(Point notes for photos)
-- start --

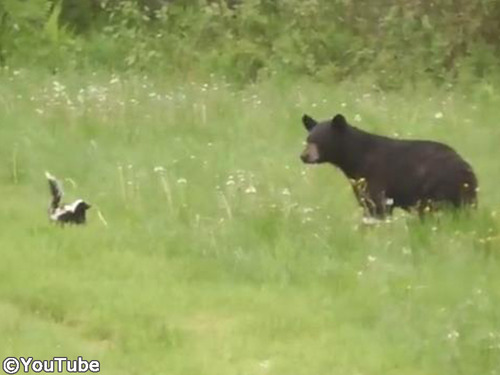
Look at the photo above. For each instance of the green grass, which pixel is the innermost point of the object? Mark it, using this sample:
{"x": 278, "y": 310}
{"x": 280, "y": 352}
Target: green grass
{"x": 218, "y": 251}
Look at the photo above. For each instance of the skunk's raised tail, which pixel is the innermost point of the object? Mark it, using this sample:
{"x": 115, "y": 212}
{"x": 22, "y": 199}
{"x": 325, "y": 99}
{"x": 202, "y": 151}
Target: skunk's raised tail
{"x": 55, "y": 191}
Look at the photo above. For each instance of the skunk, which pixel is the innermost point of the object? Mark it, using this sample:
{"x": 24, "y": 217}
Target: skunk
{"x": 73, "y": 213}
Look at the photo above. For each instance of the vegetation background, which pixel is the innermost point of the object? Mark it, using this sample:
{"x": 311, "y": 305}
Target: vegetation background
{"x": 210, "y": 248}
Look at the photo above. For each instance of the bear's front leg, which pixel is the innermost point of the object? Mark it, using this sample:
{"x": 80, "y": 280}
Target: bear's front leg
{"x": 372, "y": 198}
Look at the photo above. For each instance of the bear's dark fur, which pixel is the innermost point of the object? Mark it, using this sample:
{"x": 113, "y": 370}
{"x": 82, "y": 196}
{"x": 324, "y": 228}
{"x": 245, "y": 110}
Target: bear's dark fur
{"x": 386, "y": 173}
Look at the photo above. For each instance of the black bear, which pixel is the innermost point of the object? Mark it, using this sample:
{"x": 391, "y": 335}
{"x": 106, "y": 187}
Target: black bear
{"x": 386, "y": 173}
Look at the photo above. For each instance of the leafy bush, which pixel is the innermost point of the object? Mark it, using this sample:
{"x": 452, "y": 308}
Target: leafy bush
{"x": 393, "y": 41}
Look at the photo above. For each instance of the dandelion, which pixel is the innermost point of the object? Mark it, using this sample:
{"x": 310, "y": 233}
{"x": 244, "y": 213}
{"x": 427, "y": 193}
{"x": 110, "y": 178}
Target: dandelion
{"x": 453, "y": 335}
{"x": 250, "y": 190}
{"x": 285, "y": 192}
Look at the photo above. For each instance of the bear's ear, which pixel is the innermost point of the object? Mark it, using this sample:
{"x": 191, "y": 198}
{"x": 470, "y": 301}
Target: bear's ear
{"x": 309, "y": 122}
{"x": 339, "y": 122}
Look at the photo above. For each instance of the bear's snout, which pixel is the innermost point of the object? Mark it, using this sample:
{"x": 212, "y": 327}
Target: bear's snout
{"x": 310, "y": 154}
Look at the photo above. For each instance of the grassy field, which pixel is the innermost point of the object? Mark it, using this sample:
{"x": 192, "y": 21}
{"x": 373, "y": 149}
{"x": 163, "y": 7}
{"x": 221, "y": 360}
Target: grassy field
{"x": 211, "y": 249}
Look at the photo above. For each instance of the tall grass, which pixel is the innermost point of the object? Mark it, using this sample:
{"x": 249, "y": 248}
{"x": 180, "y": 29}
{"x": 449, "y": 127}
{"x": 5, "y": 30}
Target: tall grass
{"x": 220, "y": 252}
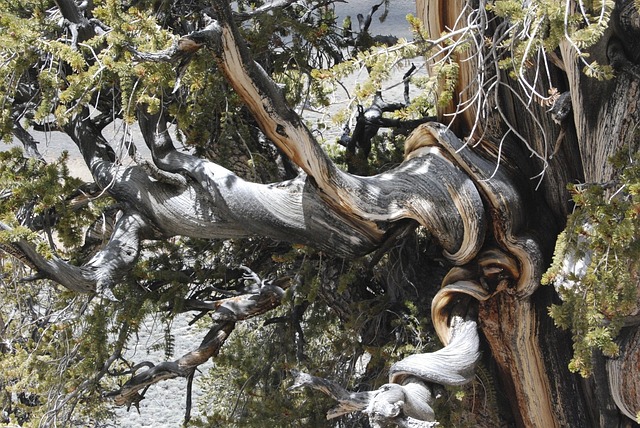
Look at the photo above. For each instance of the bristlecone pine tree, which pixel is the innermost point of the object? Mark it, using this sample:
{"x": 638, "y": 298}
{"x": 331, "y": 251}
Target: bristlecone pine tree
{"x": 500, "y": 215}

-- end --

_WHAT IS REQUIRED_
Copy out, word for word, the part of the listing that opens with the line containing "Look at the photo above. For each instance of the bristlecone" and goes on to the end of the listing.

_SOLUTION_
Look at the photo above. For each instance of the bristlecone pine tree, which pixel is the innermost point of the object? Mark it, using this sample:
{"x": 638, "y": 298}
{"x": 331, "y": 251}
Target: bristlecone pine tree
{"x": 500, "y": 215}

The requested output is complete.